## [Yapılacak iş]
PIA söyleşisinden bir bölümü hiç değiştirmeden yazın: "PIA markasının kurucusu" sözcüklerinin bulunduğu yerden başlayın, "adım inşa ediyordum." sözcüklerinden sonra bırakın.

## [Okuma metni]
---------------

Haftalık E-Bülten
Moda dünyasında neler oluyor? Yeni fikirler, öne çıkan koleksiyonlar, en vogue trendler, ünlülerden güzelllik sırları ve en popüler partilerden haberdar olmak için haftalık e-bültenimize kaydolun.
PIA markasının kurucusu Pelin Ilıkan Aylan ile markanın çıkış noktasından moda dünyasında olup bitenlere kadar kapsamlı bir söyleşi gerçekleştirdik.
Moda perakende sektöründe yaklaşık 25 yıllık bir geçmişim var. Uzun yıllar boyunca global markalarla çalıştım; bu süreçte ürün yönetimi ve satın alma direktörlüğü gibi pozisyonlarda bulundum. Kurumsal kariyerime devam ederken, bir yandan da içimdeki kreatif yönü daha fazla ortaya çıkarmak istedim. Bu motivasyonla İstanbul Moda Akademisi’nde iki senelik moda tasarımı eğitimine başladım. Eğitim süreci boyunca hem çalışıyor hem de hayalini kurduğum markayı adım adım inşa ediyordum.
Bu eğitimi birincilikle tamamladım ve mezuniyetim kapsamında İstanbul Fashion Week’te defile yapma fırsatı buldum. Aslında PIA’nın ilk adımları da o podyumda atıldı diyebilirim. O gün, bu işi tutkuyla yapabileceğime emin oldum ve 2017 yılında PIA’yı kurdum.

---------------

## [Sağlanan veriler]
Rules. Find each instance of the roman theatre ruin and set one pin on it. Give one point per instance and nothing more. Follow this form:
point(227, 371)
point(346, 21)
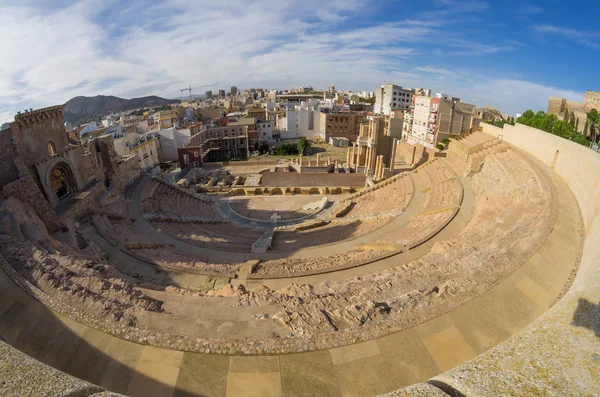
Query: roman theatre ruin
point(473, 272)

---------------

## [Alıştırma çözümü]
PIA markasının kurucusu Pelin Ilıkan Aylan ile markanın çıkış noktasından moda dünyasında olup bitenlere kadar kapsamlı bir söyleşi gerçekleştirdik.
Moda perakende sektöründe yaklaşık 25 yıllık bir geçmişim var. Uzun yıllar boyunca global markalarla çalıştım; bu süreçte ürün yönetimi ve satın alma direktörlüğü gibi pozisyonlarda bulundum. Kurumsal kariyerime devam ederken, bir yandan da içimdeki kreatif yönü daha fazla ortaya çıkarmak istedim. Bu motivasyonla İstanbul Moda Akademisi’nde iki senelik moda tasarımı eğitimine başladım. Eğitim süreci boyunca hem çalışıyor hem de hayalini kurduğum markayı adım adım inşa ediyordum.